[Dataset entries]
((
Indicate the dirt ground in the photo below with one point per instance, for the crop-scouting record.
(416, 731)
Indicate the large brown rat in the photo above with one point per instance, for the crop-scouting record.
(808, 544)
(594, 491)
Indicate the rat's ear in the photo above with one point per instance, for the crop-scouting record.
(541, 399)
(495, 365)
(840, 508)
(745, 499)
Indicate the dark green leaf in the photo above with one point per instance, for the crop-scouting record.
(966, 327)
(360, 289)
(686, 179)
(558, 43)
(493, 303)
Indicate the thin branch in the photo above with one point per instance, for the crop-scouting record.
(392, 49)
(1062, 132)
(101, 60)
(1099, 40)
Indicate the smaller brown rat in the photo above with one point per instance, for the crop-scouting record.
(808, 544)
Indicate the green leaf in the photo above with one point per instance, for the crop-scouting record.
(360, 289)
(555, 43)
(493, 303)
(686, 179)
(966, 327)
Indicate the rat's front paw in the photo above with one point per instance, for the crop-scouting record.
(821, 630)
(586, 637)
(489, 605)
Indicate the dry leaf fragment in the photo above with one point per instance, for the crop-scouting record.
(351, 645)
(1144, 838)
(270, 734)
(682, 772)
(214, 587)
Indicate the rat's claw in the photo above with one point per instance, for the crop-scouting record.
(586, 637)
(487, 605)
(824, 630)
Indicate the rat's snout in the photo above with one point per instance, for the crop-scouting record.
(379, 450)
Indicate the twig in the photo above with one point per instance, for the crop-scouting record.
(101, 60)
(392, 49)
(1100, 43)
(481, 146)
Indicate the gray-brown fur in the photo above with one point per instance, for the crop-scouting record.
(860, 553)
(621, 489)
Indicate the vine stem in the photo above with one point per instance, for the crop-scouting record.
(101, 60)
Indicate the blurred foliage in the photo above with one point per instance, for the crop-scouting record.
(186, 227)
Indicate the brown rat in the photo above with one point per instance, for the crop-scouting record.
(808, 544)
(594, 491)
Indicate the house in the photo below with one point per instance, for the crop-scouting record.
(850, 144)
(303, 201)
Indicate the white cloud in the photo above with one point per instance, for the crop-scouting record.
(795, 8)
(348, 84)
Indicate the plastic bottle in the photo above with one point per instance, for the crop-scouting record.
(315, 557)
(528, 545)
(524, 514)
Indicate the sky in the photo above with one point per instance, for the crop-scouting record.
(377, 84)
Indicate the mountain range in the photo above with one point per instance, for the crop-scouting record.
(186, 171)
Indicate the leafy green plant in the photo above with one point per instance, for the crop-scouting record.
))
> [WHAT NEEDS TO BE DONE]:
The entire set of records should be returned exactly.

> [RESULT OF THIS EXERCISE]:
Indicate the dirt ground in the photo below with one point per instance, for the crop-scouting record.
(416, 731)
Indicate the large brown rat in the photo above with one point per instance, for the crop-scouting record.
(808, 544)
(594, 491)
Indicate the rat's ear in the photo above with one point per instance, for the crop-scouting record.
(541, 399)
(495, 365)
(840, 508)
(745, 499)
Indicate the dark green leaf in the photo above with one point per instance, for the crop-scouting record.
(966, 327)
(360, 289)
(686, 179)
(558, 43)
(493, 303)
Indicate the thin branch in the photo above with one point per instance, for the crop-scouting record.
(392, 49)
(1062, 132)
(101, 60)
(1099, 40)
Indicate the smaller brown rat in the photo above with one point per instance, for the crop-scouting record.
(808, 544)
Indicate the green leaf in the photo above with one point per instance, for the crop-scouting record.
(360, 289)
(555, 43)
(493, 303)
(686, 179)
(966, 327)
Indicate the rat's front paw in the photo above with one point per instance, for the crop-scouting record.
(821, 630)
(586, 637)
(489, 605)
Indicate the dry leaf fragment in the photo above with one point per instance, for the crop-scouting record.
(351, 645)
(1144, 838)
(270, 734)
(682, 772)
(214, 587)
Indicate the rat's claw in the photo above with one point per instance, for the crop-scouting record.
(586, 637)
(487, 605)
(824, 630)
Indicate the rat's snout in the photo above with one point per instance, for the crop-scouting record.
(379, 450)
Indicate the twig in the photo above with one point per instance, for the crop-scouting record.
(101, 60)
(392, 49)
(1100, 43)
(481, 146)
Indicate the gray-brown fur in the photo above with one point per instance, for the crop-scouting record.
(860, 553)
(621, 489)
Indicate the vine stem in the photo above with one point per instance, for the crop-scouting record.
(101, 60)
Indicate the blurred foliage in the photo above with one point per instance, for the crop-scouting record.
(186, 227)
Indicate the brown rat in the photo above with one point per instance, for the crop-scouting record.
(808, 544)
(594, 491)
Indicate the house in the photo below with one point per instance, for the crop-scouting record.
(850, 144)
(303, 201)
Indicate the white cloud in the photo above with one point per instance, for the crop-scouting record.
(795, 8)
(348, 84)
Indicate the plastic bottle in the photo above with one point per instance, for the crop-scouting record.
(315, 557)
(528, 545)
(524, 514)
Indicate the sky in the photo above with one point per instance, for the crop-scouting record.
(377, 84)
Indicate the mountain range in the photo above with one point per instance, for the crop-scouting record.
(186, 171)
Indicate the leafy green plant in the photo above with one point per instance, for the crop-scouting record.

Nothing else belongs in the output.